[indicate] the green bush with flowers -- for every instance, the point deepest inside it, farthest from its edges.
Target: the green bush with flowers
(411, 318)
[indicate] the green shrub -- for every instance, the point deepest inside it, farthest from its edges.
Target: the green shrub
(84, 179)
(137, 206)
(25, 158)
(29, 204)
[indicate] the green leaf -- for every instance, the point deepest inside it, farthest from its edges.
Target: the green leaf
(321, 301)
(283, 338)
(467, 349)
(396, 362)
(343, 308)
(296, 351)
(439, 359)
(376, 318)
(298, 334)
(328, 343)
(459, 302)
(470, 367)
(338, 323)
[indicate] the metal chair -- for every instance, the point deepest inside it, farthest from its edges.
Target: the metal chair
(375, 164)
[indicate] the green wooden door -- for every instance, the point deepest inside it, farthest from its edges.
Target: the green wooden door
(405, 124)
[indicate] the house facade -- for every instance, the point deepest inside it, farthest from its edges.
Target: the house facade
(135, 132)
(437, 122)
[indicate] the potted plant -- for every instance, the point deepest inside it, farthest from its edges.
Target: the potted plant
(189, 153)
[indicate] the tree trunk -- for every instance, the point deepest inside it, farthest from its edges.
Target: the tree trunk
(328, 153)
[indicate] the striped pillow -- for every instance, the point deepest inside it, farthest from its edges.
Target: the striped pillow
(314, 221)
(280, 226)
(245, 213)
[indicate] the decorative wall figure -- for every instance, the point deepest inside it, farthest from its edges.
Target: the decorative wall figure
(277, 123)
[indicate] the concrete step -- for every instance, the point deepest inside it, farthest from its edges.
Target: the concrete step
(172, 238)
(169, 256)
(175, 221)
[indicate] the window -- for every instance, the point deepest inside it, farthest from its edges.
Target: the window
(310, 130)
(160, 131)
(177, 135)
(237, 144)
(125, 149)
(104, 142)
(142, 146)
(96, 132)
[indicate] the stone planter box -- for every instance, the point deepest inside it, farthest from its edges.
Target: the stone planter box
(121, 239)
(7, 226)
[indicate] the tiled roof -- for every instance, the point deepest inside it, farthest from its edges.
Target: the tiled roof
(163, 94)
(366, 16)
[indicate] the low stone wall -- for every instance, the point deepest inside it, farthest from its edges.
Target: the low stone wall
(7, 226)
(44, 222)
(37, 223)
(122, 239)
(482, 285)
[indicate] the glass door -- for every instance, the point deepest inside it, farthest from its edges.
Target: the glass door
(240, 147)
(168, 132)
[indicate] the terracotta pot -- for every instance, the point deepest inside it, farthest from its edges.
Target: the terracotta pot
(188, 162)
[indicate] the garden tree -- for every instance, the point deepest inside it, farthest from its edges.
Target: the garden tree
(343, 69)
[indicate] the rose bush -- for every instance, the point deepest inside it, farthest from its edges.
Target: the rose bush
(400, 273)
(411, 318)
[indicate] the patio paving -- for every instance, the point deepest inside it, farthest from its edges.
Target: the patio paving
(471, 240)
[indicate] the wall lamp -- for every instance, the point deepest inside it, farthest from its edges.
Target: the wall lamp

────────────────────────────────────────

§ **WHAT TO WORK ON**
Reproduce the entire listing above word for word, from its first line through its last.

§ **OUTPUT**
[indicate] the green bush with flowers -- for every instance, the point deepest inside it, farthest from its edges.
Target: the green bush with flowers
(411, 318)
[indicate] the green shrub -- for every instance, the point deepest inside it, farthest from its edges.
Target: the green shrub
(84, 179)
(137, 206)
(25, 158)
(29, 204)
[indicate] the green leaf -- for every instance, the point deepest inside it, farthest from its edges.
Target: the green leaf
(321, 301)
(283, 338)
(467, 349)
(396, 362)
(343, 308)
(296, 351)
(439, 359)
(376, 318)
(298, 334)
(328, 343)
(459, 302)
(470, 367)
(338, 323)
[indicate] the metal chair -- for every instance, the point deepest inside it, farthest from its edges.
Target: the metal chair
(375, 164)
[indicate] the green wooden door -- for every instance, the point deepest inside it, farthest from its edges.
Target: the green wooden door
(405, 124)
[indicate] the house facade -- for every instance, the point deepest inside it, farthest from its edges.
Target: the house facade
(135, 132)
(437, 122)
[indicate] the potted plant -- for every instance, the point deepest inside it, farthest from its edges.
Target: the potted plant
(189, 153)
[indicate] the tree trunk -- for every instance, the point deepest inside it, farthest from its edges.
Target: the tree trunk
(328, 153)
[indicate] the striped pillow -- for every instance, the point deepest inside it, farthest from its edges.
Target: the striped pillow
(314, 221)
(280, 226)
(245, 213)
[indicate] the decorative wall figure -- for every instance, the point deepest inside it, farthest from its edges.
Target: the decorative wall figure
(277, 123)
[indicate] the concrete step -- for every instance, the point deepest inside it, farthest from its edges.
Target: the concrete step
(172, 238)
(169, 256)
(175, 221)
[indicate] the window -- for every instance, the point deepest inside it, farthest from its edges.
Target: the window
(310, 130)
(160, 131)
(177, 135)
(237, 144)
(125, 149)
(104, 142)
(142, 146)
(96, 132)
[indicate] the stone planter box -- for every instance, the point deepest inside it, farthest from its edges.
Target: the stone planter box
(121, 239)
(7, 226)
[indicate] the tiled roof -- for every instance, the point deepest inside it, farthest from its edges.
Target: the tiled roof
(163, 94)
(366, 16)
[indicate] the low stone wall -- for every instance, the point deepest inside it, farthest from its edges.
Target: the low stone wall
(7, 226)
(44, 222)
(37, 223)
(122, 239)
(482, 285)
[indicate] the glass door -- for every instance, the point deepest inside it, farthest from its edges.
Target: the glass door
(240, 147)
(168, 132)
[indicate] the terracotta pot -- for every instance, the point deepest inside it, farthest from its edges.
Target: the terracotta pot
(188, 162)
[indicate] the garden tree -- for every instance, the point deepest inside it, farthest from its edges.
Target: the garden tree
(343, 69)
[indicate] the rose bush -- for every instance, the point deepest inside it, farthest from its edges.
Target: the rose bush
(400, 273)
(411, 318)
[indicate] the patio paving -- for every instance, the point deepest inside it, farthest from its edges.
Target: the patio paving
(471, 240)
[indicate] the wall lamp -- for every instance, the point deepest inside it, farthest from its edges.
Target: the wall lamp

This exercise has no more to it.